§ **Provided data**:
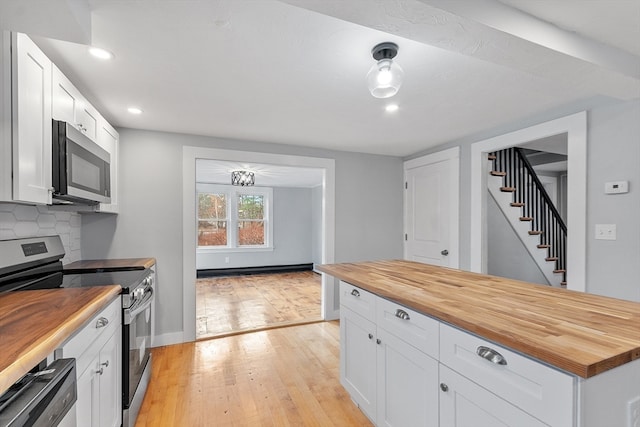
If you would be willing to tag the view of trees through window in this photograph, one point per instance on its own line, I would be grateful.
(250, 219)
(212, 219)
(213, 223)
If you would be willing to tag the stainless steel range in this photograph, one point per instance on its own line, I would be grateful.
(34, 263)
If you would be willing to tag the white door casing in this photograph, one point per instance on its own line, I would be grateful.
(431, 201)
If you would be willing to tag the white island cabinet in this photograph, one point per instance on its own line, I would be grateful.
(403, 368)
(97, 348)
(389, 373)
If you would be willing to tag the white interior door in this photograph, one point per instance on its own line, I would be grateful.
(431, 208)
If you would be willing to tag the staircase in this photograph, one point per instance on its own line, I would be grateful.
(526, 205)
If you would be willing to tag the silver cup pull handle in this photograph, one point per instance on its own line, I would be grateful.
(491, 355)
(401, 314)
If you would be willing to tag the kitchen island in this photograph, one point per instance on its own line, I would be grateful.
(515, 352)
(35, 323)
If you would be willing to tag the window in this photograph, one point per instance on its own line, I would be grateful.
(234, 218)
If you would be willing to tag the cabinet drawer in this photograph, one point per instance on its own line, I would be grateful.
(97, 330)
(414, 328)
(358, 300)
(537, 389)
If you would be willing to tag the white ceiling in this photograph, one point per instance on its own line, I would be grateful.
(293, 71)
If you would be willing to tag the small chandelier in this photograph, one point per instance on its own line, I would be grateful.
(243, 178)
(385, 76)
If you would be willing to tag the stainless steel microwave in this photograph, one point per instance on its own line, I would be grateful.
(81, 168)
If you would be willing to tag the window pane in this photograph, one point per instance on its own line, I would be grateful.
(212, 233)
(250, 233)
(250, 206)
(212, 206)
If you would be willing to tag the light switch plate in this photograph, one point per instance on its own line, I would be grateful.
(617, 187)
(605, 231)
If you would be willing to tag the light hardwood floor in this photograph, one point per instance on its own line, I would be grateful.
(227, 305)
(278, 377)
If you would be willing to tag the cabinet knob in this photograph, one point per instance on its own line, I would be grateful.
(401, 314)
(102, 322)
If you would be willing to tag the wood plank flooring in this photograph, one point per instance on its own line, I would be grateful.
(278, 377)
(227, 305)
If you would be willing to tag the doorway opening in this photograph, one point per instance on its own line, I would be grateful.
(575, 128)
(225, 259)
(256, 247)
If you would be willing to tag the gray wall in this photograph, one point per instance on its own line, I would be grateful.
(506, 255)
(292, 235)
(613, 151)
(316, 225)
(150, 219)
(613, 266)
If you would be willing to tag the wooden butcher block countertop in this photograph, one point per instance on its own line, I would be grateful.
(577, 332)
(110, 264)
(34, 323)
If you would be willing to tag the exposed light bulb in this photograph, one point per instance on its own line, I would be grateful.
(384, 76)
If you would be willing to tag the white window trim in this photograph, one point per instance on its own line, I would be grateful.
(232, 217)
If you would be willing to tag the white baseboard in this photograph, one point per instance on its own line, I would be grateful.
(168, 339)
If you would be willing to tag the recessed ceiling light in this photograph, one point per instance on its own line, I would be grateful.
(100, 53)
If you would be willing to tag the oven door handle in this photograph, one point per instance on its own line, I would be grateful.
(131, 313)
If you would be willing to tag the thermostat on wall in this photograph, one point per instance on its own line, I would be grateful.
(617, 187)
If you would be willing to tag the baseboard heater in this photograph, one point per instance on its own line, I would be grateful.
(240, 271)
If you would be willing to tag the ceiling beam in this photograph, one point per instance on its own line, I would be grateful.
(491, 31)
(68, 20)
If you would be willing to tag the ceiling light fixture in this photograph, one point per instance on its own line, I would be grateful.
(385, 76)
(100, 53)
(243, 178)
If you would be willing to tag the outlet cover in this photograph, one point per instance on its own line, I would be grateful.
(605, 232)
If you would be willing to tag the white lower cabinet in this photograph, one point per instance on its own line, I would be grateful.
(97, 348)
(391, 381)
(463, 403)
(358, 360)
(407, 384)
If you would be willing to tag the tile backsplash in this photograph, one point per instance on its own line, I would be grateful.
(28, 221)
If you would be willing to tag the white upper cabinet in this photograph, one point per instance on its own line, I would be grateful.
(31, 124)
(33, 91)
(109, 139)
(70, 106)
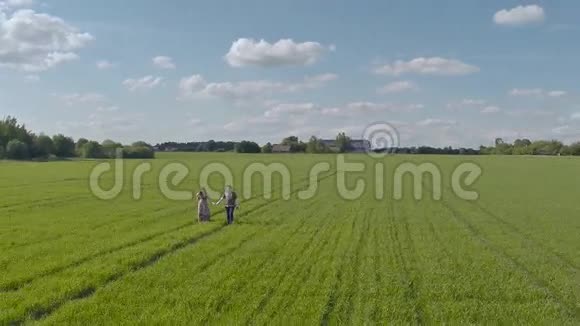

§ **Written instruction**:
Pull out every line in the items above that contains the word "stainless", and note that case counts.

§ **Complete answer**:
If you would be willing to tag the stainless steel range in this photograph, one point per instance on its own line, I would be grateful.
If you would be willing to tag the stainless steel microwave in this photograph, one point per instance on its own line, I would be grateful.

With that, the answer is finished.